EXERCISE AIM =>
At the line containing "the white car", begin setting down the entries exactly, and stop only after the last line.

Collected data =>
↓

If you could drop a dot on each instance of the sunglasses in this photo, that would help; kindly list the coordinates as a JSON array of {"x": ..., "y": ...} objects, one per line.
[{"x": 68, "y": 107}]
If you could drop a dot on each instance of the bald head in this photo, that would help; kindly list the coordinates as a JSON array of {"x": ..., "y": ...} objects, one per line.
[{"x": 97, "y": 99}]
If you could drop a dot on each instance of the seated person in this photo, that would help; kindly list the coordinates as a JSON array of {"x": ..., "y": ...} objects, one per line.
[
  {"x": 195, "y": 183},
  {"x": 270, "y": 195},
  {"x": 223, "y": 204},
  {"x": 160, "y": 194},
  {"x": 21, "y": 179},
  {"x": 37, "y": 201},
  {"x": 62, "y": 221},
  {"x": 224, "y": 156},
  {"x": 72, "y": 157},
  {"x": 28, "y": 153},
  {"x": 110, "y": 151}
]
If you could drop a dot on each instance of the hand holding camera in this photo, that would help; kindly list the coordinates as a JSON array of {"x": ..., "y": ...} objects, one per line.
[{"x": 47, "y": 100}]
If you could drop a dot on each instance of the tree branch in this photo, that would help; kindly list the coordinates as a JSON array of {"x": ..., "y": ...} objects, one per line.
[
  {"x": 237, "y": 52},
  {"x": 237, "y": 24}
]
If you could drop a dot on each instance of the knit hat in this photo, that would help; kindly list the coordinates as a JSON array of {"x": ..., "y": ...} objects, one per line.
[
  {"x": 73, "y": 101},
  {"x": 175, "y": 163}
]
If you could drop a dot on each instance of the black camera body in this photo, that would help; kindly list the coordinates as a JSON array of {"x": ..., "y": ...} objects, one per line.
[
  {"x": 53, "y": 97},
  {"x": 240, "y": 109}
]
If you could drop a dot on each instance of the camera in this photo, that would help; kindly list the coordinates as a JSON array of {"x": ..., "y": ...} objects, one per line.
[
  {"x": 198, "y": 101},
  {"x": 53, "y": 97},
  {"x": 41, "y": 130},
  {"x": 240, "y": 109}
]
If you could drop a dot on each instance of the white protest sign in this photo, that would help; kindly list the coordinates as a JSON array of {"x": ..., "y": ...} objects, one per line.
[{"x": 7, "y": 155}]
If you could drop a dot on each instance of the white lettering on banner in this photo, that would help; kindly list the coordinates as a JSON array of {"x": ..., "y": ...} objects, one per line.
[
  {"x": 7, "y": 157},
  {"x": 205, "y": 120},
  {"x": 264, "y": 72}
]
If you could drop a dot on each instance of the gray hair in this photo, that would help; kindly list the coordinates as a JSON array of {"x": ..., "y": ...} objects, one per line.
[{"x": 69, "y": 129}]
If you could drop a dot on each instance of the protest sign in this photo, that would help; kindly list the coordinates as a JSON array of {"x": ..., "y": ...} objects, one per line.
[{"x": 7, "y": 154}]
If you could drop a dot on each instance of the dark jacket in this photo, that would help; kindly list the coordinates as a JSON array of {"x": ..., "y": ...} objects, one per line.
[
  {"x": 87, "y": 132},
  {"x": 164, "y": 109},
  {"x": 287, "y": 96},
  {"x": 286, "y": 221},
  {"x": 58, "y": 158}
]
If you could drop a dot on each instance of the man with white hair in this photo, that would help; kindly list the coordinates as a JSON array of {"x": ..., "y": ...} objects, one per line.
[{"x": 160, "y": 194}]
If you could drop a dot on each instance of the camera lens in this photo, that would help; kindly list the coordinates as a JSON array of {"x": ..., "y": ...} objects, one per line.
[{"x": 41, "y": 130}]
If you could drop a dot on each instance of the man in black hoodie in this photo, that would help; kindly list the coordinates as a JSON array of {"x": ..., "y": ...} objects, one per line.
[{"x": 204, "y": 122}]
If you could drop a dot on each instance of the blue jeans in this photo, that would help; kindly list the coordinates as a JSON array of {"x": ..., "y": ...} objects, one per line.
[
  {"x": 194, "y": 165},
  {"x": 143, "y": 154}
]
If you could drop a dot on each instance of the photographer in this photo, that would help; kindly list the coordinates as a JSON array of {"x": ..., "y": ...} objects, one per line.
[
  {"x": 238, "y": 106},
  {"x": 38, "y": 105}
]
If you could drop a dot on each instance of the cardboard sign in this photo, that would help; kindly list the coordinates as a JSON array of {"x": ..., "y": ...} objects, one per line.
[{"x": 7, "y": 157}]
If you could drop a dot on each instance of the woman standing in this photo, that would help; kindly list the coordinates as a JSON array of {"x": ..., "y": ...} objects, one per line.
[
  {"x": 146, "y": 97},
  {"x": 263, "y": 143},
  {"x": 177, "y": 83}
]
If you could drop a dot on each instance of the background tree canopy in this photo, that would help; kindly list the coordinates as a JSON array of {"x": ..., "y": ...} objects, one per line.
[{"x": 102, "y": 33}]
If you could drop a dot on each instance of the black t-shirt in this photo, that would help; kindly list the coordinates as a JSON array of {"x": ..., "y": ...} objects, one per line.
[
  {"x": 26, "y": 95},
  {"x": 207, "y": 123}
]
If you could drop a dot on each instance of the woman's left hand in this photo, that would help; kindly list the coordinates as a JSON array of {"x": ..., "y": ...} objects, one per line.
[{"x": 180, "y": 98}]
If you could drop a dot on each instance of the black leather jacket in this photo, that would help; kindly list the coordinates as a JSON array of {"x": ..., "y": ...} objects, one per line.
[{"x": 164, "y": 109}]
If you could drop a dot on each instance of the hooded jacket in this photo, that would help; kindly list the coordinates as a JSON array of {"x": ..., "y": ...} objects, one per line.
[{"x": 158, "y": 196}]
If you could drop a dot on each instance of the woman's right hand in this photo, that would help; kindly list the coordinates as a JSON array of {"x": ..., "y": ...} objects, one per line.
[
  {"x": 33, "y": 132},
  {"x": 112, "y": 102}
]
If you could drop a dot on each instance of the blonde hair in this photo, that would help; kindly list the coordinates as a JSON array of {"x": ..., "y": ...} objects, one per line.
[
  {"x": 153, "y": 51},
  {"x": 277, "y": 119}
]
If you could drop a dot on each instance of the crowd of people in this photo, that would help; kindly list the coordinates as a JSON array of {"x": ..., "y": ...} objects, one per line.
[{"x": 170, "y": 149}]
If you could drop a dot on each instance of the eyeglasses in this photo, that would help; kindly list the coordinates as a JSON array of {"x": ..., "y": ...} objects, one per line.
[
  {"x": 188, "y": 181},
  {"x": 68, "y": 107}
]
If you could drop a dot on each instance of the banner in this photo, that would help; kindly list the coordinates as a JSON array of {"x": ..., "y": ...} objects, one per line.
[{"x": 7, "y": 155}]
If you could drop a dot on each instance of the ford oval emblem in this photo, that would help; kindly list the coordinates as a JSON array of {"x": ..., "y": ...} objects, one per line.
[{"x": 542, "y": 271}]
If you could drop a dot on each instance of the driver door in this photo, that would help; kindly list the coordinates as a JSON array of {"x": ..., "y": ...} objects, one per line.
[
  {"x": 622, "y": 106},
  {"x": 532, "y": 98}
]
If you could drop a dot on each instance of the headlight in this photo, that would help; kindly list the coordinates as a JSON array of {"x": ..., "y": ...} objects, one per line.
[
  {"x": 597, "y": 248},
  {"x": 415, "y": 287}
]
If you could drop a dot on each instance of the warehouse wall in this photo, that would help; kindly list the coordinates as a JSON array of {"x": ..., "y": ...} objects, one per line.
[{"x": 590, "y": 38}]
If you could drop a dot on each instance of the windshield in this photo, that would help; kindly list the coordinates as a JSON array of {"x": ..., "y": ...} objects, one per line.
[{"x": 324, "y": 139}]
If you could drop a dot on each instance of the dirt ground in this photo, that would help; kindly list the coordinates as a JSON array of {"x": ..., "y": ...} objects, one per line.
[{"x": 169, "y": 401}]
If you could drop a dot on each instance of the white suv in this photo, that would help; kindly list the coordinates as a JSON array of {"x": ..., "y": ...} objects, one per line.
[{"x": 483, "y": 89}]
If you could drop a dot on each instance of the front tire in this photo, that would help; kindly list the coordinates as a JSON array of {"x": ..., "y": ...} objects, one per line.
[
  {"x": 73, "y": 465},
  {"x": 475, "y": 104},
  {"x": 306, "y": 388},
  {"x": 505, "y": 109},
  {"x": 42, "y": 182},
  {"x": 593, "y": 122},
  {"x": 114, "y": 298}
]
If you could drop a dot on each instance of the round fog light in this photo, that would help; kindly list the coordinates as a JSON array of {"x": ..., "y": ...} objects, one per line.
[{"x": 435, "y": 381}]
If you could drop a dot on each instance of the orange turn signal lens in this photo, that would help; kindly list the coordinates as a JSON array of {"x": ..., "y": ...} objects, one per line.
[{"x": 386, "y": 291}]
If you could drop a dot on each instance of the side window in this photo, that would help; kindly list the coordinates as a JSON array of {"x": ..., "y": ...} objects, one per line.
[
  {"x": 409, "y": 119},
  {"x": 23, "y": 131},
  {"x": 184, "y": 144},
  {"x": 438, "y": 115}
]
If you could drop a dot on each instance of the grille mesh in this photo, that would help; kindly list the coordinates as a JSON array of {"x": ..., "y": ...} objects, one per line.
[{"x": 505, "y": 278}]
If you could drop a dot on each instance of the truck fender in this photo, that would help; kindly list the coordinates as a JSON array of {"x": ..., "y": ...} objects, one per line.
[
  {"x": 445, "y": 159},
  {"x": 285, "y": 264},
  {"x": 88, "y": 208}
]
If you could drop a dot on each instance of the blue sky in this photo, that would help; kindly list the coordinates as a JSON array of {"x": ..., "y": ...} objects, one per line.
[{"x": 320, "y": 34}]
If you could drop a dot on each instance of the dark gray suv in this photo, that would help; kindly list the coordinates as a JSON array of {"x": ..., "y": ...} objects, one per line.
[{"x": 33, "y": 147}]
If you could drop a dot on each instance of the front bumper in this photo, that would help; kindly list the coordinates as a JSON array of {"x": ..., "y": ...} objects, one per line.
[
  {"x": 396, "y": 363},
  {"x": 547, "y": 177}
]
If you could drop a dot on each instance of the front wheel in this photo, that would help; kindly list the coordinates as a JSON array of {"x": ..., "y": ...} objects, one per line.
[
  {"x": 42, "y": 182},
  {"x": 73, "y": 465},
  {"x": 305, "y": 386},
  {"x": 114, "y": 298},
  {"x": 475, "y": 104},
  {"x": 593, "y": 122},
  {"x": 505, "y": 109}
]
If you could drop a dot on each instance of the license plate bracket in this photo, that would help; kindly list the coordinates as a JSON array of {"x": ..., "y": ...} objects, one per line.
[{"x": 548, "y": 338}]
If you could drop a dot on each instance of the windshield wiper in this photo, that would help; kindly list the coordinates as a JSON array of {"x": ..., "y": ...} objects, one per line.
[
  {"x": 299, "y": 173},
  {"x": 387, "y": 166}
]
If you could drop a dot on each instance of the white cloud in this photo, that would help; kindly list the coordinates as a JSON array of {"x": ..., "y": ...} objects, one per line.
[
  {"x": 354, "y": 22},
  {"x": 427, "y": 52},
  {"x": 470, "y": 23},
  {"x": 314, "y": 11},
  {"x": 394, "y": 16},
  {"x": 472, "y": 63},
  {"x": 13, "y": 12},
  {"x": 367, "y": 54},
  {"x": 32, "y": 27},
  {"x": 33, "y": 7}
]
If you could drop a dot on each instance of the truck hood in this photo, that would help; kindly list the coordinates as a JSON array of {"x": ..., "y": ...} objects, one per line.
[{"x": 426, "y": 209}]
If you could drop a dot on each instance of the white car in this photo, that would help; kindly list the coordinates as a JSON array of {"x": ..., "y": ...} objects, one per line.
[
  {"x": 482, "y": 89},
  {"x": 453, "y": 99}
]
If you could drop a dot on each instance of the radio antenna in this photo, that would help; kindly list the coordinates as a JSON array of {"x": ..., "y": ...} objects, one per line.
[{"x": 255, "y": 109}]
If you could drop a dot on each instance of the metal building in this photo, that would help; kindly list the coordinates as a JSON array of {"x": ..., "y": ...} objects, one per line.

↑

COMPLETED TASK =>
If you could drop a dot on each instance of the white car in this photo, that would help; kindly list the coordinates as a JSON array of {"x": ..., "y": ...} objects, one per line.
[
  {"x": 482, "y": 89},
  {"x": 453, "y": 99}
]
If you could drop a dot on each instance of the radio antenna in this photo, that would help; kindly list the coordinates as a JSON array of {"x": ..., "y": ...} objects, one per line.
[{"x": 255, "y": 109}]
If you could drop a dot on each instance of the metal building in this photo, that would help; kindly list the coordinates as a JSON array of {"x": ..., "y": ...} objects, one per line.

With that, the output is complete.